--- Document section ---
·····

Let's turn from data on the availability of certain foods to actual consumption patterns, which I've pieced together from various years of the USDA's Agricultural Statistics. We all know that sometime in the late 1970s or early '80s, the anti-fat hysteria took off. Some foods show a steady decline from the mid-1980s up through 2006, and I'll show those not too surprising graphs later. But take a look at how egg consumption has changed since 1985 (the earliest year of the data):
At first, there's the predictable decline. Then in the early '90s, it creeps slowly upward, and shoots up from 1999 to 2004, with a modest decline afterward. This is not like other foods that were targeted as evil by the fat-haters. What's going on?
It's true that eggs may have enjoyed a rebirth (or whatever it's called when they were never born in the first place), due to the fashion for low-carb diets during this time period. Here is a graph of the NYT's coverage of the Atkins Diet and low-carb things:
Still, if that's the reason, why didn't any of the other low-carb / high-protein / high-fat foods also see a reversal of their declines? There's no upsurge during this time for whole milk, beef, or animal fats (butter, lard, etc.). The first two decline steadily, while the third stays pretty flat (at a low level) from 1985 to 2006. There's something funny about eggs.
My guess is that since eggs come from chickens, they are protected by the halo of saintliness that we've bestowed on chickens -- what with their negligible fat, once skinned, their white meat, and so on. Chicken consumption has steadily increased from 1985 onward. On the other hand, milk and common animal fats come from cows, and that's where all that fat and saturated fat comes from -- we all know that stuff is going to kill you. (Just like it regularly killed off the Masai of Kenya, whose traditional diet consisted of red meat, whole milk, and cow's blood.) Because we've made a demon of the cow -- ironic, considering how India-emulating a lot of the anti-fat fruitcakes are -- its many dairy by-products are tainted by association.
As a final sidenote, for those who are somewhat lactose intolerant like me, and certainly if you're OK with dairy, I suggest junking yoghurt and using heavy whipping cream instead. Even the full-fat, unsweetened Greek yoghurt contains 7 g of sugars per serving. That's not a lot, but it's enough for me to notice a small spike in my insulin levels -- judging by the fatigue I've gotten while trying yoghurt again. I used to wake up rarin' to go after just 6 or 7 hours of sleep, while on yoghurt I easily slept 9, 10, or at worst 12 hours.
Heavy whipping cream is so rich that you won't need to use very much to cover a small portion of berries. It has less than 0.5 g of sugars per tablespoon, yet it has 6 g of fat, 4 g of which is saturated. Yum yum. The lactose content is a bit above cheese and a bit below yoghurt, so if you can have yoghurt, you can surely substitute this for it. It's been almost 3 hours since I had some, and I've had no problems. Next on my to-do list: Devon cream or clotted cream. I'll have to use a low-carb bread / muffin / scone, and fruit instead of jam to keep the sugar count down, but the pictures I've seen of cream tea have made me drool.

·····

--- Problem A ---
Answer these from the post on egg consumption:
(i) What is the earliest year of the egg consumption data?
(ii) How many grams of sugars per serving does full-fat, unsweetened Greek yoghurt contain?
(iii) How many grams of saturated fat are in a tablespoon of heavy whipping cream?
--- Problem B ---
List every item the post on egg consumption gives as part of the Masai traditional diet.
Answer from the post on egg consumption alone.

·····

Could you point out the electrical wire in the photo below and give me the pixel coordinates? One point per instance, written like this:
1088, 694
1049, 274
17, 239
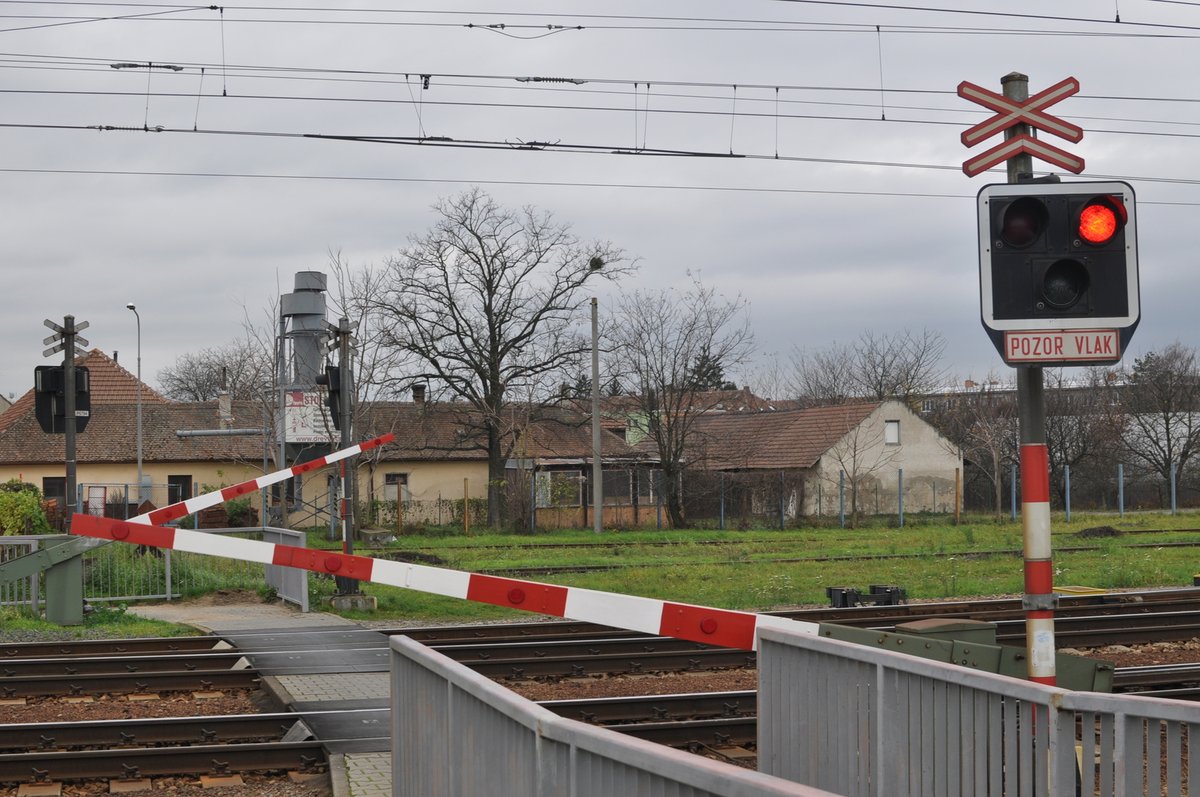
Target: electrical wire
562, 184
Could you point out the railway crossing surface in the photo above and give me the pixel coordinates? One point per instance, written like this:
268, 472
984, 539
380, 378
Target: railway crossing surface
352, 676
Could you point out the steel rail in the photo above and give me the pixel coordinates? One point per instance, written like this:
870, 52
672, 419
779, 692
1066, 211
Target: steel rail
149, 646
127, 683
28, 737
118, 664
142, 762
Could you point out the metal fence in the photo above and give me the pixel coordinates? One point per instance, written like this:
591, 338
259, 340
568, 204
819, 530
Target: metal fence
456, 733
22, 592
868, 723
124, 573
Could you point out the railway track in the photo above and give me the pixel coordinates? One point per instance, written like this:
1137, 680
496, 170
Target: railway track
721, 724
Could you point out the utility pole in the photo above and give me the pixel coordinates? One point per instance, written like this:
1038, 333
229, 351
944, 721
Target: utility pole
345, 342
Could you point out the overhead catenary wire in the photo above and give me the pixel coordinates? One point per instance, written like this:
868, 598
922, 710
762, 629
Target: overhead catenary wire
603, 21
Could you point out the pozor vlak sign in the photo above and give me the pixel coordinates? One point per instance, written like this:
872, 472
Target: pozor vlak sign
1059, 271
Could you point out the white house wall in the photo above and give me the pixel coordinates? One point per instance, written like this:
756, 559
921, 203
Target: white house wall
929, 461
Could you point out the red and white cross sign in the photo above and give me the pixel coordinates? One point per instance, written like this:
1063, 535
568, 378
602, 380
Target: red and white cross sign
1021, 112
1013, 112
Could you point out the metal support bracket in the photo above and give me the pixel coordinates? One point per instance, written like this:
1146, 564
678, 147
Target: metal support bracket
1041, 603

·····

--- Your solution A ---
(i) 1985
(ii) 7 g
(iii) 4 g

--- Your solution B ---
- red meat
- whole milk
- cow's blood